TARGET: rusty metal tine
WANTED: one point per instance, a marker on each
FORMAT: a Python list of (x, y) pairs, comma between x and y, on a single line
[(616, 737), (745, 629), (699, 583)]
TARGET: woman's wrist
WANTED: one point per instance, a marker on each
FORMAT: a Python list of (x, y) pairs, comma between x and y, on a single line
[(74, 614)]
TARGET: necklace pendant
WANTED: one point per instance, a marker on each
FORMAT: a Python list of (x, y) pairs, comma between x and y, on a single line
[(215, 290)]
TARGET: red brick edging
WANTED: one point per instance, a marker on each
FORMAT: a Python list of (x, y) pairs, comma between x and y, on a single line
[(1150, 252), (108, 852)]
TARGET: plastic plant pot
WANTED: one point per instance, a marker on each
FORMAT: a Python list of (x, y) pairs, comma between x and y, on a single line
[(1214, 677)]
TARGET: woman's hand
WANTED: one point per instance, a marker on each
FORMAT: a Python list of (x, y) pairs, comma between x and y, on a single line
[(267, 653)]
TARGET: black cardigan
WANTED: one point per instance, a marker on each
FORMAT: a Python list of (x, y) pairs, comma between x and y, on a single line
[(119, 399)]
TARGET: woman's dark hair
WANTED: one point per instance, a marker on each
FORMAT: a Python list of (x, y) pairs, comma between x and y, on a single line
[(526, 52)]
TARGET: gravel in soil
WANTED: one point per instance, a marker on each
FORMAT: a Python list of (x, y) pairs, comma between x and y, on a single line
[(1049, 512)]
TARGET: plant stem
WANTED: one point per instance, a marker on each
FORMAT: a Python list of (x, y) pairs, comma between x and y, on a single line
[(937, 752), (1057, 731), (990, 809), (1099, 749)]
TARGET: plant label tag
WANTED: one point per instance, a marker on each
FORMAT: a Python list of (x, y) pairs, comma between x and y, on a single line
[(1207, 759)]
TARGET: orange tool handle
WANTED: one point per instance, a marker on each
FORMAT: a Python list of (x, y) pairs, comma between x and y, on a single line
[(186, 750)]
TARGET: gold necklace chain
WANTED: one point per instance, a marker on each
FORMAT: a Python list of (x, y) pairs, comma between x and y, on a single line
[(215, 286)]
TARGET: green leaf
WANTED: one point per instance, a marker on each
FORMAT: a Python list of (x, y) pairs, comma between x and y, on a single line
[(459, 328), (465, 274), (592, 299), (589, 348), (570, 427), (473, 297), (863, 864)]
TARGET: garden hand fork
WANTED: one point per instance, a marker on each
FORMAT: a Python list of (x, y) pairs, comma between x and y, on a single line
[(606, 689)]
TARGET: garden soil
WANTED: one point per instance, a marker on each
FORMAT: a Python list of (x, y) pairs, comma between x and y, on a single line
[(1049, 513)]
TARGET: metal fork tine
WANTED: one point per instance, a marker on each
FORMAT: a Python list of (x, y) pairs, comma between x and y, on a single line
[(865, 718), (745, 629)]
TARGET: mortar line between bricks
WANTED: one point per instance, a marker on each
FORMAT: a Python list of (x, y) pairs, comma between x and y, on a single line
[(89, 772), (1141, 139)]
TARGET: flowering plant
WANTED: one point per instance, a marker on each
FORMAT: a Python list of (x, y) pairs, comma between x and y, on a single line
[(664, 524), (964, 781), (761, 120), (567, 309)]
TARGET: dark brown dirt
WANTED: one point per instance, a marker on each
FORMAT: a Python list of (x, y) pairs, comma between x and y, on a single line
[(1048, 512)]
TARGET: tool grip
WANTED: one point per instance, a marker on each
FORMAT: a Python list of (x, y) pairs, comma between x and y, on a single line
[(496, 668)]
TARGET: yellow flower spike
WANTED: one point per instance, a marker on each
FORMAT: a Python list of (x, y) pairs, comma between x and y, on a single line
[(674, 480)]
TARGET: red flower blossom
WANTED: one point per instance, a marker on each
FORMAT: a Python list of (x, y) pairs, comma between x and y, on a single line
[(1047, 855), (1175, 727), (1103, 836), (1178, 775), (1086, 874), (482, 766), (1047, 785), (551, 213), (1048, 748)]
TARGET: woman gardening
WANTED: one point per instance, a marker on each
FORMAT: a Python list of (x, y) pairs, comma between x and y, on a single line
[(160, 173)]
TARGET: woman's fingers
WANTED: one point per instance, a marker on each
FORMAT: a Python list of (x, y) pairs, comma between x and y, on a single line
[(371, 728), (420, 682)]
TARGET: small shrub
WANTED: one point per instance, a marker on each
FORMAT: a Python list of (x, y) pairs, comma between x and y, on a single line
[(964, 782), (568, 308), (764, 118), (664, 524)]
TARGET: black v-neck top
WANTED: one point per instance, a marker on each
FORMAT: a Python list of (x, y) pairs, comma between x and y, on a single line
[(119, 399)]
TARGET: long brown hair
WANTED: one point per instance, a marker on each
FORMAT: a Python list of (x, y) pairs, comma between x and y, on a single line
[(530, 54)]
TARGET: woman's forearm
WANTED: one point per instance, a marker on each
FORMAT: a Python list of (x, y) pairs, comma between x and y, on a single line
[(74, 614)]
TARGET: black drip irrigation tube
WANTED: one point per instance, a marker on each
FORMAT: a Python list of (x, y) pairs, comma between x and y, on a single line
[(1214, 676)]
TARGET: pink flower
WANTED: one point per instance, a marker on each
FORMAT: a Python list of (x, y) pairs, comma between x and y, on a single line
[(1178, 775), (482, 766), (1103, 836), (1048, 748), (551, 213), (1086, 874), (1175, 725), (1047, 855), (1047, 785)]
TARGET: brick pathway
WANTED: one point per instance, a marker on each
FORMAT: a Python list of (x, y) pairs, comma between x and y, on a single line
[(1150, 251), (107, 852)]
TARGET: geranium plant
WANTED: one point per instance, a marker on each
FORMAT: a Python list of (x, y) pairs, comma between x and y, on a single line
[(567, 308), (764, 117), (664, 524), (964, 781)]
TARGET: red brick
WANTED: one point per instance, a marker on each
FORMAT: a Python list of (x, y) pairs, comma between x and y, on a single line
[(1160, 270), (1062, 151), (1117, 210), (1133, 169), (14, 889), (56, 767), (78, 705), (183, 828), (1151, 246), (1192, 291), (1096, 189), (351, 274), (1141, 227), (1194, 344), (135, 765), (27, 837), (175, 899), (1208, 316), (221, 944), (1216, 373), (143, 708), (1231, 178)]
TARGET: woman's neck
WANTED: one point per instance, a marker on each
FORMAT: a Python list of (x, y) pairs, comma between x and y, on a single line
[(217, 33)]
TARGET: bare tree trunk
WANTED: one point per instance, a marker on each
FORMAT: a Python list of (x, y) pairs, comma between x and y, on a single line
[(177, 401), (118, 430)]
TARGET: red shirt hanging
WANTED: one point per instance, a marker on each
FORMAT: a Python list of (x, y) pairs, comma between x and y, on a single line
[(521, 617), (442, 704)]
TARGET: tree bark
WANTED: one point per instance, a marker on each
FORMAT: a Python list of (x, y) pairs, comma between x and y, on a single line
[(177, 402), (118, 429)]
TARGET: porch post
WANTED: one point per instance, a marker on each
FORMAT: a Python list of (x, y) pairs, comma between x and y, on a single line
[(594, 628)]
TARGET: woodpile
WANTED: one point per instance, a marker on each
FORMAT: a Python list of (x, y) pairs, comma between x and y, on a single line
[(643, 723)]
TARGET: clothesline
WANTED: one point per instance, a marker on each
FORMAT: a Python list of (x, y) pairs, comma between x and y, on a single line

━━━━━━━━

Przepisz tylko wiersze od wiersza z „TARGET: plant stem” do wiersza z „[(1207, 759)]”, łącznie z obydwoma, bez pomijania żadnego z nich. W odpowiedziach dodaj -128 do każdej współrzędnej.

TARGET: plant stem
WANTED: one point per instance, a marker on each
FORMAT: a Python list of (x, y) pairs, comma between x and y, on a single line
[(809, 624), (929, 603), (862, 681), (971, 621)]
TARGET: plant label tag
WANTED: one point per instance, a marker on each
FORMAT: a Python list of (x, y) pairs, comma between x and y, on a single line
[(1079, 631)]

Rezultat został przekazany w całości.